Task instructions:
Go to the line in the data below that contains "truck windshield you can find.". Write it out exactly, along with every later line through the last, and nothing else.

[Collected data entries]
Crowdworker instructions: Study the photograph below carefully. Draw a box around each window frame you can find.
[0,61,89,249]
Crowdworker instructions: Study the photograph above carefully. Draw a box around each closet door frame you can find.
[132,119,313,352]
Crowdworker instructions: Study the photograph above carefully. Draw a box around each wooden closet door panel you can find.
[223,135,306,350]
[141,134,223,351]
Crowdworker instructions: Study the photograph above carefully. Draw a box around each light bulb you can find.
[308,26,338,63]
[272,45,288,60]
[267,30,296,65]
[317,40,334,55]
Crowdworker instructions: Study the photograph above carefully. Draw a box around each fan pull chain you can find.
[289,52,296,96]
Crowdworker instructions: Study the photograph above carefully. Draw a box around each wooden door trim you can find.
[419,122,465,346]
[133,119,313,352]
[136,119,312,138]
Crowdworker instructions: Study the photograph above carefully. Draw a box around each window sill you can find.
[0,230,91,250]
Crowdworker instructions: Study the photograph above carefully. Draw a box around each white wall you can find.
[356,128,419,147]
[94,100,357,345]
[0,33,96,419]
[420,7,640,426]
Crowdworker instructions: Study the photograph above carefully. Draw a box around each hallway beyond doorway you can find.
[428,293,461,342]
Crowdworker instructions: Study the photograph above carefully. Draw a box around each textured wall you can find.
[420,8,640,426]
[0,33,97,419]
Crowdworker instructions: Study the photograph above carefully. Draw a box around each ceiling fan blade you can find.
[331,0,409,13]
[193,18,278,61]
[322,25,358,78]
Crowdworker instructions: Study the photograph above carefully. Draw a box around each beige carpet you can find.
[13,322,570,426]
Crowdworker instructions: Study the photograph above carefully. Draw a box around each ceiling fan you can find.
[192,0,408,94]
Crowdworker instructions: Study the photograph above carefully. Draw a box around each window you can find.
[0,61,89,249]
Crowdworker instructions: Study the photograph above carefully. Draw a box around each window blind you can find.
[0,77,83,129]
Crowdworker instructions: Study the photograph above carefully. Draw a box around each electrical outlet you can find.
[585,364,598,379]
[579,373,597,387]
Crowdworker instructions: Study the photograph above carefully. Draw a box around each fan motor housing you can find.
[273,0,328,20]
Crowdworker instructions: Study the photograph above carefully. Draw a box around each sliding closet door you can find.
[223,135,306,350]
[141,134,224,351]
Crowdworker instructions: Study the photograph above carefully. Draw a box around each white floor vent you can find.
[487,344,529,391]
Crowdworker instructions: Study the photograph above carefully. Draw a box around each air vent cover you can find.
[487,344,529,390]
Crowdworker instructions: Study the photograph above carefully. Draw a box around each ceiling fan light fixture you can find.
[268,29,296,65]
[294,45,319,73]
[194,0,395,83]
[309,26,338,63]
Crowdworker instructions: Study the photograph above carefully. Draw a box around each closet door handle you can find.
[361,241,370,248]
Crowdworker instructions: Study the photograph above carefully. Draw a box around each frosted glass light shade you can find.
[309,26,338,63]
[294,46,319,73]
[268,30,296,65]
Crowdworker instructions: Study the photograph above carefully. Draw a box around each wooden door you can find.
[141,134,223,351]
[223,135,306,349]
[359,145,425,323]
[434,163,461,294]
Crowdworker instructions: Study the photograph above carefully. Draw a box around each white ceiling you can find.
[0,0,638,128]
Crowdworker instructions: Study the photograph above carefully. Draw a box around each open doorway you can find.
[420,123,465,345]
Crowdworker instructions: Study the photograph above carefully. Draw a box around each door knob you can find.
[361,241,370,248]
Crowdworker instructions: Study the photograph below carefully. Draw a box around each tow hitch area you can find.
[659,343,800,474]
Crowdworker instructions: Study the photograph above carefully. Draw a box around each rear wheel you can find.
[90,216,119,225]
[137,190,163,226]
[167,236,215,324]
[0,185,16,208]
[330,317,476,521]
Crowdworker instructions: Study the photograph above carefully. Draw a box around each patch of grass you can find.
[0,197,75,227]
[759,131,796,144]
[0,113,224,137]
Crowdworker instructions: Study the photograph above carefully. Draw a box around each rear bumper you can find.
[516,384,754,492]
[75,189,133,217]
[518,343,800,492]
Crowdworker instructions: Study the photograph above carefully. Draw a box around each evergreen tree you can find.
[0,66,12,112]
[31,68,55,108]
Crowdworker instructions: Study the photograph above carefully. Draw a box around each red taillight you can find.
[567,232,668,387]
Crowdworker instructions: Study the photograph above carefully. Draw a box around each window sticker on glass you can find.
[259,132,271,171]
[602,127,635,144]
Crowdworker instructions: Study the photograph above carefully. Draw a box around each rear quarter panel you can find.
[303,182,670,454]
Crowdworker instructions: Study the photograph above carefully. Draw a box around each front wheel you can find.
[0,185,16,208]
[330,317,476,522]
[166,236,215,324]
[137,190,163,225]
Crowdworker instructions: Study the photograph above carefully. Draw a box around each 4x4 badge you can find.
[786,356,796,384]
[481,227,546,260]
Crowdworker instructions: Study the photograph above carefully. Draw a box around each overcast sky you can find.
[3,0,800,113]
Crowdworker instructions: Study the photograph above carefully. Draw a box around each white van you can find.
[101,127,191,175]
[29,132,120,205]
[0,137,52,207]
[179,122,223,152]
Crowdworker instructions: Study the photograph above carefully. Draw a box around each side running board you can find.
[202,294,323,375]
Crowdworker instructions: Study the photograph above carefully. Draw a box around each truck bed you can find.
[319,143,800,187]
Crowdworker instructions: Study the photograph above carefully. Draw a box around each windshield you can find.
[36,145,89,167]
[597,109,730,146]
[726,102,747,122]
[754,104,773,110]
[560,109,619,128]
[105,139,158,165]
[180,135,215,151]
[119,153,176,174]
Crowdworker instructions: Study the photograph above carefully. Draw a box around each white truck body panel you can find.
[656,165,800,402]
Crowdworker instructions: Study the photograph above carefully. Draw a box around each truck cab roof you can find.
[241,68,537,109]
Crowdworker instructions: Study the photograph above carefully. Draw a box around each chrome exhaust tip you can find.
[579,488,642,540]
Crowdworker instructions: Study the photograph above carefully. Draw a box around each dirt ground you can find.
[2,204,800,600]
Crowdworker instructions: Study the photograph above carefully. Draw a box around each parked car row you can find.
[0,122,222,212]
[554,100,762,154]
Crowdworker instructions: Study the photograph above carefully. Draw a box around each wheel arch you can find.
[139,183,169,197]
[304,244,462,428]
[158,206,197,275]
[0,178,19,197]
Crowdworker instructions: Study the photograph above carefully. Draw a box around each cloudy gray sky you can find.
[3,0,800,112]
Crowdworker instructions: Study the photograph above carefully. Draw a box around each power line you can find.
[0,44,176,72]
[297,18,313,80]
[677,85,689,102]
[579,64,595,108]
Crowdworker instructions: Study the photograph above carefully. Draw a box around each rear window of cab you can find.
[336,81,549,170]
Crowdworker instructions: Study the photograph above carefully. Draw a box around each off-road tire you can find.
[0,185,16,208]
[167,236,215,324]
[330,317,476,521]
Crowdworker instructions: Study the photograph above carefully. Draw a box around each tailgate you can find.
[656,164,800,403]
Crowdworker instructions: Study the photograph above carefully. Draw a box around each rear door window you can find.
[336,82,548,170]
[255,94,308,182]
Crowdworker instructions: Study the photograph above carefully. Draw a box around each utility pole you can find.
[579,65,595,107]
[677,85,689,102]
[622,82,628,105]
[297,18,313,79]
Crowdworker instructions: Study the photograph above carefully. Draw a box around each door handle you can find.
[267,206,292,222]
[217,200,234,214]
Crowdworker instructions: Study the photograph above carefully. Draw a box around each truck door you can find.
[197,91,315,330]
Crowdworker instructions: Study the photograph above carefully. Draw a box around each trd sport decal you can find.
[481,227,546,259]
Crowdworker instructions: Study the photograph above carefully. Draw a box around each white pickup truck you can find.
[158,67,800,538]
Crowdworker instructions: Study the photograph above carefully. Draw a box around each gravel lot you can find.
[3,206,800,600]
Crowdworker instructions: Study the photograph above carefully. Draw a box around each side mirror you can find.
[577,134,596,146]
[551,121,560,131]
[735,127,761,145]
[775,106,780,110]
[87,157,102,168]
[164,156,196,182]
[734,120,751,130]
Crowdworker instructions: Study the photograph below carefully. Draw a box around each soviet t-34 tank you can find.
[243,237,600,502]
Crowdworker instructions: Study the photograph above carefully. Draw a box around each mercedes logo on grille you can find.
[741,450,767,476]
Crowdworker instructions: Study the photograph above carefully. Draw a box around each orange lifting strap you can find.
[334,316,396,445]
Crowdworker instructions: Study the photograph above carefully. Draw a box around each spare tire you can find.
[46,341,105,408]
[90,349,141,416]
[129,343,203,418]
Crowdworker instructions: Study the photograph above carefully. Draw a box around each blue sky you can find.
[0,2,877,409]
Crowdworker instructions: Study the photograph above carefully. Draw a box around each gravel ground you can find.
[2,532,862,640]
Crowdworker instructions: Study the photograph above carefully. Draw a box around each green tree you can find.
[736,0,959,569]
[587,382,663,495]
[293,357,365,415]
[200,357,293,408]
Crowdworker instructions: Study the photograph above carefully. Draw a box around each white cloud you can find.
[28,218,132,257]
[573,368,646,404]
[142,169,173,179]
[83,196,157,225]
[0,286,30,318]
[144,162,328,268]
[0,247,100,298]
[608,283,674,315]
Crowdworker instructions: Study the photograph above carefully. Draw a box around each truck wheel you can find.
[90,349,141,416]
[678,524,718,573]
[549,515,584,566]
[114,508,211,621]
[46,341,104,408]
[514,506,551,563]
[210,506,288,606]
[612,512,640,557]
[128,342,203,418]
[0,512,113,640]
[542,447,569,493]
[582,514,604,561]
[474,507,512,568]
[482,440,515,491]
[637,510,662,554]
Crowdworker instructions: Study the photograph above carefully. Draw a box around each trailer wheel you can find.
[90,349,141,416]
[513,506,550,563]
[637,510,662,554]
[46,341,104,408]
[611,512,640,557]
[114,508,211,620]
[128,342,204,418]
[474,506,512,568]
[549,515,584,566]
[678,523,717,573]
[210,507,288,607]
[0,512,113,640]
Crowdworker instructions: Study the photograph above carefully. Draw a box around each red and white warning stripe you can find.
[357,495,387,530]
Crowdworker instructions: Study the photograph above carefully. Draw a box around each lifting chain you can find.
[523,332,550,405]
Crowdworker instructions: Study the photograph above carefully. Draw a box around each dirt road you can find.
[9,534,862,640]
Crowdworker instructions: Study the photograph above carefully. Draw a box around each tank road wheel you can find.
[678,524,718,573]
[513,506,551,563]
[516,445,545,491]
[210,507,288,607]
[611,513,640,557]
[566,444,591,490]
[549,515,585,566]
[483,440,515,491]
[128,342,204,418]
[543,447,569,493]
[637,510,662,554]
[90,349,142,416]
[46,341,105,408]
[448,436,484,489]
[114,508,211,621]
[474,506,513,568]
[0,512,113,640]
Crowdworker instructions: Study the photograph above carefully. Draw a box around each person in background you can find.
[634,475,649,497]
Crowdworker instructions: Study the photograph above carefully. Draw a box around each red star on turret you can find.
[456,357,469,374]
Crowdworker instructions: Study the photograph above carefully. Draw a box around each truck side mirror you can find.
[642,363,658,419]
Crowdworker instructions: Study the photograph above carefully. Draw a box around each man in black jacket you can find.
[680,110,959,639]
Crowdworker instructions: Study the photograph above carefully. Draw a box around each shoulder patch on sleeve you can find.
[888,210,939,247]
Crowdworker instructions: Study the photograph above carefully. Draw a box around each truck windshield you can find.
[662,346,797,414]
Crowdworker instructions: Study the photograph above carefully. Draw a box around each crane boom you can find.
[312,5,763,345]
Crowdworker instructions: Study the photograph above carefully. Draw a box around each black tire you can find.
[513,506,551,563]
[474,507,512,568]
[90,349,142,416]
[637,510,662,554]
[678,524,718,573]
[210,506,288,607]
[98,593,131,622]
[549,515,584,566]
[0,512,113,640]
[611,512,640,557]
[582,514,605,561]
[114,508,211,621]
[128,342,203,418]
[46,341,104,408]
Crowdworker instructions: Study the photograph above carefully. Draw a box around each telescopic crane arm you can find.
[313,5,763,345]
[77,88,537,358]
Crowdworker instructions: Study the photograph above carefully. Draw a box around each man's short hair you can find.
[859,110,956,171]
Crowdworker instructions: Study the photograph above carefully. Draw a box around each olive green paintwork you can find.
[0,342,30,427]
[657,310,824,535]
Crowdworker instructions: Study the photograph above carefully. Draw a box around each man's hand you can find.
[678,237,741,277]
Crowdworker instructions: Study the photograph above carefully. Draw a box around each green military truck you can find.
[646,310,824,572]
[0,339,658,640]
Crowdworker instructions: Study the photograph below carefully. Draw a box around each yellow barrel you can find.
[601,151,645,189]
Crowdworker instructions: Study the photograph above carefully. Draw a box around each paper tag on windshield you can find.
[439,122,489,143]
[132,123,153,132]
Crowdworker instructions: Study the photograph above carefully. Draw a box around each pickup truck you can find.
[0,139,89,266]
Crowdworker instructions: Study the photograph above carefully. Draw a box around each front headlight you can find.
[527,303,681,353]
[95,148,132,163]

Completed exercise:
Crowdworker instructions: Study the photograph above carefully. Draw a box around each truck windshield you can find.
[662,346,797,414]
Crowdworker instructions: Study the photograph above carefully. Draw a box around each crane boom you can find.
[312,5,763,345]
Crowdworker instructions: Study the photograph above carefully. Draw a box around each black tire you can find.
[513,506,551,563]
[474,507,512,568]
[90,349,142,416]
[637,510,662,554]
[678,524,718,573]
[210,506,288,607]
[98,593,131,622]
[549,515,584,566]
[0,512,113,640]
[611,512,640,557]
[582,514,605,561]
[114,508,211,621]
[128,342,203,418]
[46,341,104,408]
Crowdworker instructions: Study the photograph above carefully. Draw a box around each telescopic crane arm you can find.
[313,5,763,345]
[77,88,537,358]
Crowdworker instructions: Study the photograph above carefully. Draw a box around each man's short hair you can find.
[859,110,956,171]
Crowdworker instructions: Study the photograph above carefully. Draw a box around each olive green paintwork you can find.
[0,342,30,427]
[657,310,824,535]
Crowdworker instructions: Study the photograph above carefully. Draw a box around each man's hand you can find.
[678,237,741,277]
Crowdworker instructions: Study the photograph above carefully. Draw a box around each green military truck you can find.
[646,310,824,572]
[0,339,658,640]
Crowdworker instructions: Study the photograph below carefully. Draw a box around each yellow barrel you can find.
[601,151,645,189]
Crowdworker instructions: Study the photograph above carefully. Draw a box around each paper tag on windshield you can find.
[439,122,489,143]
[132,123,153,132]
Crowdworker instructions: Study the photograph above carefully. Draw a box around each pickup truck you can find.
[0,139,89,266]
Crowdworker instructions: Study the photograph above carefully. Draw a box around each front headlight you can find.
[527,303,681,353]
[95,148,132,163]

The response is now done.